- **TEXT BLOCK**
Does he not think he gets enough ‘quiet time’ lying in bed and napping ? If he can’t be bothered to get off his arse and do some parenting then he can’t complain if you’re getting the help from your mum that he should be providing. Why are you allowing this ?

Goodread1 · 10/04/2023 13:18

@AmandaHoldensLips

Totally spot on Nailed on the head

How right you Are 👏 👍👍👍

HangerLaneGyratorySystem · 10/04/2023 13:18

We need a lot more info OP - everyone’s just speculating how much of a dick he is. Can you enlighten us with more than a couple of lines? 🤔

Emotionalsupportviper · 10/04/2023 13:20

TheSoapyFrog · 10/04/2023 10:34

YANBU. Maybe if he pulled his finger out of his arsehole and did his fair share of parenting etc you wouldn't need to have your mother there for so long. I'd ignore him and carry on.

You could perhaps mention this.

RememberingGoodTimes · 10/04/2023 13:22

Not only would it be silly to send her home, but rude too.

Does your husband typically only care about his own feelings?

TakeMyStrongHand · 10/04/2023 13:39

Hmmm, I simply wouldn't agree to someone staying for that long. Unless you have a large house with a spare sleeping and living room for the guest then it doesn't really work. It's too invasive in the average British home. He is probably trying to get some space but also leave you to it.

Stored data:
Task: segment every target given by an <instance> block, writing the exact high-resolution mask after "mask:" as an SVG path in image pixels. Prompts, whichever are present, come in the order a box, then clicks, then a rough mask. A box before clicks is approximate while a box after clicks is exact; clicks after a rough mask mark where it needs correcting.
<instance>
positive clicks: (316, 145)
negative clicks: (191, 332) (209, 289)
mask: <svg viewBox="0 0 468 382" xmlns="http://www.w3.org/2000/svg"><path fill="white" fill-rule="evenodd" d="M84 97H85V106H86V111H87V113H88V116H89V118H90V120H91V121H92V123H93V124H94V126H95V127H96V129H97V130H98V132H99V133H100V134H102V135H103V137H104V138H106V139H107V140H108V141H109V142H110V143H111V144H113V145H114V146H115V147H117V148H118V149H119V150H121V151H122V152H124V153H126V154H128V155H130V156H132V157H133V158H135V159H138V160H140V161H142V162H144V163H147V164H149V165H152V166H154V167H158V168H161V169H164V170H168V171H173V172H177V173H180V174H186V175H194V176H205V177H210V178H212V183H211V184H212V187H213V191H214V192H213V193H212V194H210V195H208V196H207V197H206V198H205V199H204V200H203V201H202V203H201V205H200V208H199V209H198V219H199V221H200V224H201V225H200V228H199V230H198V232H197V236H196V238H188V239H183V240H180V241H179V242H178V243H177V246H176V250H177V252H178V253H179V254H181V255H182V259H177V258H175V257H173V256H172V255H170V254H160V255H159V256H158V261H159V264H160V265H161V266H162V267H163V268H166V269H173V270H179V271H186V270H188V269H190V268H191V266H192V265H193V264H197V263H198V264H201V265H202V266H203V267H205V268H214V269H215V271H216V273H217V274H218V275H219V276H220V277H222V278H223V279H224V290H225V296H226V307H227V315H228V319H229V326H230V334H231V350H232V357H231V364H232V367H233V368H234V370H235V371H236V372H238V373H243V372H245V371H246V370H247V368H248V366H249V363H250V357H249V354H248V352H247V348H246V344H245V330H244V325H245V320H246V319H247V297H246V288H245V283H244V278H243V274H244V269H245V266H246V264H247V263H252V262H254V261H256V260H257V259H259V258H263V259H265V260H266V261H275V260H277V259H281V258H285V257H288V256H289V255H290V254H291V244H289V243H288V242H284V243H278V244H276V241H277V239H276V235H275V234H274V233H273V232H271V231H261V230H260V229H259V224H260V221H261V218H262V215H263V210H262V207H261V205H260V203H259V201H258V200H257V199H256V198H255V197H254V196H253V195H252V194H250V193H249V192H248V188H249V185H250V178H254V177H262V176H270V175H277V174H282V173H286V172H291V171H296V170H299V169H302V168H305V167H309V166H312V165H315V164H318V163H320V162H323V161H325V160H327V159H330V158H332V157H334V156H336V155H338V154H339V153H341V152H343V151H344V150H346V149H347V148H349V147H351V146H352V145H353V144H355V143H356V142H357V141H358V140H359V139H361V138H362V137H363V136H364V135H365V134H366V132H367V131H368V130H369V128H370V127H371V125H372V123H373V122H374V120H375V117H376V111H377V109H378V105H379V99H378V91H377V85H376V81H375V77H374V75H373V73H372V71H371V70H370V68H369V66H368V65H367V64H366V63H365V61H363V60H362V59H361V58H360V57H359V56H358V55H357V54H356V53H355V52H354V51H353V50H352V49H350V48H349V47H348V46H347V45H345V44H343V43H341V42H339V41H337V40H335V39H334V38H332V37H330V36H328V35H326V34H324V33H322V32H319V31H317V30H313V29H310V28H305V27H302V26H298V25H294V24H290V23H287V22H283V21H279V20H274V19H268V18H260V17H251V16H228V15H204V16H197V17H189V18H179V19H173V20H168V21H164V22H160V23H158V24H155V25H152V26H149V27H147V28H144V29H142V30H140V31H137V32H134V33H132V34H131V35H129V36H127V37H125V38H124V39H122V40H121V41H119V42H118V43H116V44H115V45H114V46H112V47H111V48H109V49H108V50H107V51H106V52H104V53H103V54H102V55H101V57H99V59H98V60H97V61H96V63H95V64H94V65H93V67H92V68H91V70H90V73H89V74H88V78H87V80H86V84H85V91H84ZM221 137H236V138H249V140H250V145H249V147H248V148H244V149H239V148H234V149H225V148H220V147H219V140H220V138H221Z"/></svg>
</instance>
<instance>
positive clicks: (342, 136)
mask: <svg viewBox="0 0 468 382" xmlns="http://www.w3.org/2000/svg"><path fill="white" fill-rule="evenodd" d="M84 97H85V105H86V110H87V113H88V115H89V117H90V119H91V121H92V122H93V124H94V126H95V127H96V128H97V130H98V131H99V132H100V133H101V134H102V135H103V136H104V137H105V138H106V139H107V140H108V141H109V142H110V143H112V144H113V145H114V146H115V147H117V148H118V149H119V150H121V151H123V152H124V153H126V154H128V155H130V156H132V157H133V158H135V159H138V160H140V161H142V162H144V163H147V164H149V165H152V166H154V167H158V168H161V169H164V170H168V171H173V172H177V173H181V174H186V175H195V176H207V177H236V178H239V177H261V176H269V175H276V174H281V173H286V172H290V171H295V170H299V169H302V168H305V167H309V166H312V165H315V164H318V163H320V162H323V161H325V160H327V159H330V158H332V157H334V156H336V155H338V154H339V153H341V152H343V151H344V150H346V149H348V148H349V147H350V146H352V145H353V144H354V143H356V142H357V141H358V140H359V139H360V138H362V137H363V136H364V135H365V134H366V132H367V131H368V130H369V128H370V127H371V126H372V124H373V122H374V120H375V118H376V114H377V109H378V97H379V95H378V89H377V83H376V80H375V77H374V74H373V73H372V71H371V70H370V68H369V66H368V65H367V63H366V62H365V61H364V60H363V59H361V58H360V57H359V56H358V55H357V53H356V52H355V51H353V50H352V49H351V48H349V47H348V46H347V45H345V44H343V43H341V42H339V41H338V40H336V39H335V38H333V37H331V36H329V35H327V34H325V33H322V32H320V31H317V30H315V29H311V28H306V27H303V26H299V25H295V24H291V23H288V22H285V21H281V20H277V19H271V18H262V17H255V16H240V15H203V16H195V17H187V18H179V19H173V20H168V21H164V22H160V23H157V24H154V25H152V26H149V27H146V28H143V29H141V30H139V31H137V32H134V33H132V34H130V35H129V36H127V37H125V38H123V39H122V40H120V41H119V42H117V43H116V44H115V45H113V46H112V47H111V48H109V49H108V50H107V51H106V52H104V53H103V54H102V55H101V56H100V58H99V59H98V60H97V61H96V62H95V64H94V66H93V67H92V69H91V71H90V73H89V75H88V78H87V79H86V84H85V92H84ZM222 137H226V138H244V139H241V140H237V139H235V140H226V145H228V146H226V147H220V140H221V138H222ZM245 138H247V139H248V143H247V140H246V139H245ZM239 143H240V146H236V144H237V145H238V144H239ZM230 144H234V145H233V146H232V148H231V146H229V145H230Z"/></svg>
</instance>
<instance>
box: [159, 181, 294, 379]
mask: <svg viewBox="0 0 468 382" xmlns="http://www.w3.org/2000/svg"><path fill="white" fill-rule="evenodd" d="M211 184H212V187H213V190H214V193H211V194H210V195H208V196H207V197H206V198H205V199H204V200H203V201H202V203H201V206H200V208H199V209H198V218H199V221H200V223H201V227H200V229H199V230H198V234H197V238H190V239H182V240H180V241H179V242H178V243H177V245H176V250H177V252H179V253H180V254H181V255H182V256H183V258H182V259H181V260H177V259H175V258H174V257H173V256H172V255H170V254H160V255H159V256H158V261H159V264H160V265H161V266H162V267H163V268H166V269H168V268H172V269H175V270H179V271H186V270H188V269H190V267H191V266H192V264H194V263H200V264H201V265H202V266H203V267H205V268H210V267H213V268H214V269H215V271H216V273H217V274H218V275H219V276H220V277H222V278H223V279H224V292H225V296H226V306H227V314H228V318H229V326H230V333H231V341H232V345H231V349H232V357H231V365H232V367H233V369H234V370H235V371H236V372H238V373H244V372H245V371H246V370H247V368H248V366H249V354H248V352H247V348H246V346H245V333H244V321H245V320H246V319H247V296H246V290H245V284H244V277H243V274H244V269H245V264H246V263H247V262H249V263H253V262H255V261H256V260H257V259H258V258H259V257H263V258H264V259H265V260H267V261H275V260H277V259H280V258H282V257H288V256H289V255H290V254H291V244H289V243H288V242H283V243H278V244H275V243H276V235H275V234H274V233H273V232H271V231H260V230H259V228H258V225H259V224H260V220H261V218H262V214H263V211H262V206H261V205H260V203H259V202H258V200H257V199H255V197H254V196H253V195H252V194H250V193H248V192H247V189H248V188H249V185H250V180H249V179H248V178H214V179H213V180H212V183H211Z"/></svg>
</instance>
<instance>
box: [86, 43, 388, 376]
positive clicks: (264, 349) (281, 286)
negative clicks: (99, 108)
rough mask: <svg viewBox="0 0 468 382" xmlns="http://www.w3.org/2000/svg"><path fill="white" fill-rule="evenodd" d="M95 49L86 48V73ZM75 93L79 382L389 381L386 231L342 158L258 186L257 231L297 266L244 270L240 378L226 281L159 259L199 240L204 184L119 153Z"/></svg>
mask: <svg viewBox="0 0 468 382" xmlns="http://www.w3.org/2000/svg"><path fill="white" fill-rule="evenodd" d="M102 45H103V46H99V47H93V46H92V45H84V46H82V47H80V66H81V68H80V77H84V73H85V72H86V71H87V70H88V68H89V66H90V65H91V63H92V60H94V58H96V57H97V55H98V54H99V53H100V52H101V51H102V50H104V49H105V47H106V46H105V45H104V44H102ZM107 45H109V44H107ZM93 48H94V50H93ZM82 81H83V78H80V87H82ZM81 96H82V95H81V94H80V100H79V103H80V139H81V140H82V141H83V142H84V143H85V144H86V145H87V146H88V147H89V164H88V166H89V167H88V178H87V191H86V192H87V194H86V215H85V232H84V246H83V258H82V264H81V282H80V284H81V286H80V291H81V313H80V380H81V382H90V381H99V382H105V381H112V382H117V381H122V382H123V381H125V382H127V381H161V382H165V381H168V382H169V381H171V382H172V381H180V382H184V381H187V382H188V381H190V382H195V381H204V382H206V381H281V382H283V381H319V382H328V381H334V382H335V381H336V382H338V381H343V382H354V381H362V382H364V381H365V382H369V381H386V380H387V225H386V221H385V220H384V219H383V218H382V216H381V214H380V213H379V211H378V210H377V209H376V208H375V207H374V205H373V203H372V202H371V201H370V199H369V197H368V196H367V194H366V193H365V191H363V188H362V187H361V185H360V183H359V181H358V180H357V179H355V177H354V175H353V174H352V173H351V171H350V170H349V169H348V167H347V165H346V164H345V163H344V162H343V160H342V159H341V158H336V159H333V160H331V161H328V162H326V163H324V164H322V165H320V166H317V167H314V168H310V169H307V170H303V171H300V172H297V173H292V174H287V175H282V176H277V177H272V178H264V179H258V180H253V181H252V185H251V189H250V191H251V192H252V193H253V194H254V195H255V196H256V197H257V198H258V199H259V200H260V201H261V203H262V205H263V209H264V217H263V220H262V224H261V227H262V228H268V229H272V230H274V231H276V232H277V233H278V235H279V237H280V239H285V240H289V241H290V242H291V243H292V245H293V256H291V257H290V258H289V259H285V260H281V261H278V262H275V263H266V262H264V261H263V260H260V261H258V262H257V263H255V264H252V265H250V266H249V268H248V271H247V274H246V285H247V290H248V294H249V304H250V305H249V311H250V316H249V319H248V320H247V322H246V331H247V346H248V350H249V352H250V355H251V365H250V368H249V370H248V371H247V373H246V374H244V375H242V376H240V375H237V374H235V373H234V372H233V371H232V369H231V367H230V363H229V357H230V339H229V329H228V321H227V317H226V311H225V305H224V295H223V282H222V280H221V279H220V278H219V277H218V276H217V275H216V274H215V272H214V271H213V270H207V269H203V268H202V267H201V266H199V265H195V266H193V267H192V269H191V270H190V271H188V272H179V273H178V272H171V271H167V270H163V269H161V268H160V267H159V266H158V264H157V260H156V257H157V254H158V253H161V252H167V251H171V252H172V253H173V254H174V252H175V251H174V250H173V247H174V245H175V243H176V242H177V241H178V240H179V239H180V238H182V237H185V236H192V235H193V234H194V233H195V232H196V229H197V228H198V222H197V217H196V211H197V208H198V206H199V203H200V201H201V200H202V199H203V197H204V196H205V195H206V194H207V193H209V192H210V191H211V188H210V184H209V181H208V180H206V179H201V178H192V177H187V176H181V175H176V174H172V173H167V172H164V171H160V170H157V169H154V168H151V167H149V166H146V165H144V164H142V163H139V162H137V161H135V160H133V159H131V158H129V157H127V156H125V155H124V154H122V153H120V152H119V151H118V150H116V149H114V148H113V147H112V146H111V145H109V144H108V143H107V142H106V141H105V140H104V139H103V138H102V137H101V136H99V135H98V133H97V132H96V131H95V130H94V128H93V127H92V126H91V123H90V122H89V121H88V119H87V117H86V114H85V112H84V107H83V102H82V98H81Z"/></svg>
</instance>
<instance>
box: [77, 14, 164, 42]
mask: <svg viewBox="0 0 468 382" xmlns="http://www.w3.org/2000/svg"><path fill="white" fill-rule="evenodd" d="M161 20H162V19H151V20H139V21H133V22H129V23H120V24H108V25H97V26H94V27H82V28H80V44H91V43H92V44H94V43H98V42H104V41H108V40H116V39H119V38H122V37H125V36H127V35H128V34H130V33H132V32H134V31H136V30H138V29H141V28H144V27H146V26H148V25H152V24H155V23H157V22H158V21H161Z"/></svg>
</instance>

- **WHAT YOU ARE ASKED TO DO**
In the forum thread, what does TakeMyStrongHand say the husband is probably trying to do? The stored data has no connection to the forum thread.

- **ANSWER**
Get some space but also leave you to it.